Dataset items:
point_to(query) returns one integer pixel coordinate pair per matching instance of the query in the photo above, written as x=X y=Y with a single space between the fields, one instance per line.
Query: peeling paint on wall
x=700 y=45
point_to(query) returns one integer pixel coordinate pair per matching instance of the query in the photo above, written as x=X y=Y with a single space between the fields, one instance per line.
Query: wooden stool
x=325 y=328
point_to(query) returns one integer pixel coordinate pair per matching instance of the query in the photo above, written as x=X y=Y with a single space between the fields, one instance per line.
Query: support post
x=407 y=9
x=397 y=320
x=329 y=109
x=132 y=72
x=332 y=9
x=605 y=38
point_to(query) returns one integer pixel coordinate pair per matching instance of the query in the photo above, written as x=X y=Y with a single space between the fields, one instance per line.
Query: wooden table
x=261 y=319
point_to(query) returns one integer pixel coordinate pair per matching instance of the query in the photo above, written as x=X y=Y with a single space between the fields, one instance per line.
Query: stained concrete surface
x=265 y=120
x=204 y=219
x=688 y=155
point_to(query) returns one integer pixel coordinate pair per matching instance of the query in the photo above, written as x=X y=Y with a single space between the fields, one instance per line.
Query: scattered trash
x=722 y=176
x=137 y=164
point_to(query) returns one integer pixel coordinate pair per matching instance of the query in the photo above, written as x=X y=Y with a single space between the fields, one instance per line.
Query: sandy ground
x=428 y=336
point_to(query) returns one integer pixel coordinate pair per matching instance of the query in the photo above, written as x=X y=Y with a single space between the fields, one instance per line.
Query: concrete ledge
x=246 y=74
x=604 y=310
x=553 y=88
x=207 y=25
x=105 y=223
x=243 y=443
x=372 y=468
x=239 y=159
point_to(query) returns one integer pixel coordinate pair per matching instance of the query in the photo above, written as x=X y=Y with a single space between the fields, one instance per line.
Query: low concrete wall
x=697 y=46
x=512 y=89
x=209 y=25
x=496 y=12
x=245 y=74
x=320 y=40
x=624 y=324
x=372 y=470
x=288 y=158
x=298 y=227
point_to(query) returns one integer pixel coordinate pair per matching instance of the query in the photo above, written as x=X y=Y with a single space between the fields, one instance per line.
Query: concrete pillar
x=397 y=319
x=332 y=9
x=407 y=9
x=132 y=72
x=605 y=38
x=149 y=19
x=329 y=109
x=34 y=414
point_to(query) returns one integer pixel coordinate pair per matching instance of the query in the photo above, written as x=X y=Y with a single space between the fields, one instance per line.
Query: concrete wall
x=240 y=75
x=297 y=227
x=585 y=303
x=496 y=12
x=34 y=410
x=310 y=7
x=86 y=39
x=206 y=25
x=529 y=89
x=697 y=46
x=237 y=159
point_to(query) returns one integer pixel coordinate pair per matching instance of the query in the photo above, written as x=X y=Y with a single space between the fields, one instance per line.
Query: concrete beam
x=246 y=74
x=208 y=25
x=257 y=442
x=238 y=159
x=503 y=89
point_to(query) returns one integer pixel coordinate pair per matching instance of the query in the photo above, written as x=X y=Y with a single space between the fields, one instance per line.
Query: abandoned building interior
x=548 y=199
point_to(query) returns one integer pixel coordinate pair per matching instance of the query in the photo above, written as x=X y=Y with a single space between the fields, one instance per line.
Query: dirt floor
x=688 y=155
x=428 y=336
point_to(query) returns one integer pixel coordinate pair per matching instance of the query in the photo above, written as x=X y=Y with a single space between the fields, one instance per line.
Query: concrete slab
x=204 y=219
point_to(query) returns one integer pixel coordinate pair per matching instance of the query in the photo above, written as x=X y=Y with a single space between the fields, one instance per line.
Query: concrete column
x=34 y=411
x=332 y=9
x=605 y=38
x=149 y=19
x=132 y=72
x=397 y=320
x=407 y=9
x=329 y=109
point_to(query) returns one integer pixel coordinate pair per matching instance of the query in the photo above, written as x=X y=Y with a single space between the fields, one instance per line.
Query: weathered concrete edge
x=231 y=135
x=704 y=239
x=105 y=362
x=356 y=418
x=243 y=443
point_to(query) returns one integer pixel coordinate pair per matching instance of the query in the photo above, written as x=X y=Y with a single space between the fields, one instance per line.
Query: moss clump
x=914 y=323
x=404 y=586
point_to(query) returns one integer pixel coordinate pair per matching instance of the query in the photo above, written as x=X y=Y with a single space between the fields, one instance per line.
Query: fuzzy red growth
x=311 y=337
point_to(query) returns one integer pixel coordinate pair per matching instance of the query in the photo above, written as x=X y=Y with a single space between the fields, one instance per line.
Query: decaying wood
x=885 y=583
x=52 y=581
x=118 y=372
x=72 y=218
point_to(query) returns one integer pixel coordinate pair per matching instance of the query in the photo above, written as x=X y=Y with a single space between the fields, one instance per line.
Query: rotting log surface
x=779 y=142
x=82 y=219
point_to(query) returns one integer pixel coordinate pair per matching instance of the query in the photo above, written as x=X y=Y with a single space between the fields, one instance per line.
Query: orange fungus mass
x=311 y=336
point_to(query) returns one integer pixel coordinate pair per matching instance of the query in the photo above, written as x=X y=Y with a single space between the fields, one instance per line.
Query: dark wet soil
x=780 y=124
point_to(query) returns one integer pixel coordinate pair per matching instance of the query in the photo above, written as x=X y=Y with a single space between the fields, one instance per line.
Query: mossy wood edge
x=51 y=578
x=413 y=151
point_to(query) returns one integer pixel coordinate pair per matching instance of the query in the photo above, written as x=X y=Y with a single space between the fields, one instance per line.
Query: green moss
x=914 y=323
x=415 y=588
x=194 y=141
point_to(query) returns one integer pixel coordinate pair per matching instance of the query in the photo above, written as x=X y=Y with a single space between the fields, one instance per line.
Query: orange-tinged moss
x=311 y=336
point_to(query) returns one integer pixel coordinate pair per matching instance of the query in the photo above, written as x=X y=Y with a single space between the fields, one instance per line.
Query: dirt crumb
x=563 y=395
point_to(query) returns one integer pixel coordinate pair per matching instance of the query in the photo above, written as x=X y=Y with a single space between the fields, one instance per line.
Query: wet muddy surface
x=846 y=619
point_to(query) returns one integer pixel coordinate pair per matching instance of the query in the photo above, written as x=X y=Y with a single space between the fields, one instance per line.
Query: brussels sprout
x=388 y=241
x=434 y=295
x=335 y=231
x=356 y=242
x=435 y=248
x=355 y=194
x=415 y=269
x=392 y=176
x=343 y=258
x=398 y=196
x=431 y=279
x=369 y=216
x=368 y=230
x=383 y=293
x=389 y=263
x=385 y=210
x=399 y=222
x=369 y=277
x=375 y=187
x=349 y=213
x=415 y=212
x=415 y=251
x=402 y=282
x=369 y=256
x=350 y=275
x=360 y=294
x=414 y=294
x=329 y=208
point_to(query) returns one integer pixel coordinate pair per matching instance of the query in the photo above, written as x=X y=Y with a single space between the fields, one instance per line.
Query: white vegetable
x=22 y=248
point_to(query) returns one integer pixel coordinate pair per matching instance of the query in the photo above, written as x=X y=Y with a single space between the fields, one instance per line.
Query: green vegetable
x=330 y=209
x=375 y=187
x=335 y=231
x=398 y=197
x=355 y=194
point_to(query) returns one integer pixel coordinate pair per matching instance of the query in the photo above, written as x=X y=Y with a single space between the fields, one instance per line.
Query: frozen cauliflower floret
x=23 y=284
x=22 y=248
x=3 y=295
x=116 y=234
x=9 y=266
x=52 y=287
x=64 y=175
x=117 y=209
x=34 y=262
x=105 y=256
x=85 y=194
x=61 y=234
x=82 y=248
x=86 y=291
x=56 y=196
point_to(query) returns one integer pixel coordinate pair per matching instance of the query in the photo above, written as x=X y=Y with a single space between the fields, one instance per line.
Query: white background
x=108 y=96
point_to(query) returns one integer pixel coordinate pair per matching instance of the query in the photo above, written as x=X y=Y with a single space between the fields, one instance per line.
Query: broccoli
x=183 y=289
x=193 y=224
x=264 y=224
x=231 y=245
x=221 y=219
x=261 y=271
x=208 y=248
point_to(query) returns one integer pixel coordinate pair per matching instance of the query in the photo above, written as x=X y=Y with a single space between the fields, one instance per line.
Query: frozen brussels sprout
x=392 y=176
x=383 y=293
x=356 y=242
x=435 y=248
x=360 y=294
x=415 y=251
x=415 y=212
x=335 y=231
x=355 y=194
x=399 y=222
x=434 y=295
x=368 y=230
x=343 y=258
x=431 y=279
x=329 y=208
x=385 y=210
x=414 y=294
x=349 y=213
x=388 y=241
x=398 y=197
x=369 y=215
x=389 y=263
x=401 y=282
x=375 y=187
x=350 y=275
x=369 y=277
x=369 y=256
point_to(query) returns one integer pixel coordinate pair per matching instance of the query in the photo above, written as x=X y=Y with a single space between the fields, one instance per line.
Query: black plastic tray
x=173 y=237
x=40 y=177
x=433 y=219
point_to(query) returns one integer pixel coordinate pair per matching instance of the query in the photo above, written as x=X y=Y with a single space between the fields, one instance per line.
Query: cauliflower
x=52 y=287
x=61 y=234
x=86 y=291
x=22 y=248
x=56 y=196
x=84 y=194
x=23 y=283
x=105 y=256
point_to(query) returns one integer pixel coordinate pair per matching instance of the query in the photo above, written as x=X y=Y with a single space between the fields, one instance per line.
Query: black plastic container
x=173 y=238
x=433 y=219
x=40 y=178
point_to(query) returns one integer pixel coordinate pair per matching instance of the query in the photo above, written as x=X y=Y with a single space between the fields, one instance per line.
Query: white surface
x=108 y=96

Work required | Starting from the line with "Query: black plastic tray" and ending with the final line of the data, quote every line exactly, both ends included.

Problem solution |
Query: black plastic tray
x=173 y=237
x=40 y=177
x=433 y=219
point_to(query) returns one integer pixel coordinate pair per matching instance of the query in the photo above, written as x=X y=Y with a single space between the fields, one instance per line.
Query: cauliflower
x=52 y=287
x=61 y=234
x=86 y=291
x=22 y=248
x=56 y=196
x=84 y=194
x=23 y=283
x=105 y=256
point_to(query) returns one integer pixel coordinate pair per matching instance of the query in the photo above, written as x=X y=Y with a single space between the fields, one instance per line.
Query: black plastic container
x=173 y=238
x=433 y=219
x=40 y=178
point_to(query) returns one integer pixel coordinate pair per matching instance of the query in the photo above, written as x=X y=Y with a single space between the fields, one instance per line.
Query: white surface
x=108 y=96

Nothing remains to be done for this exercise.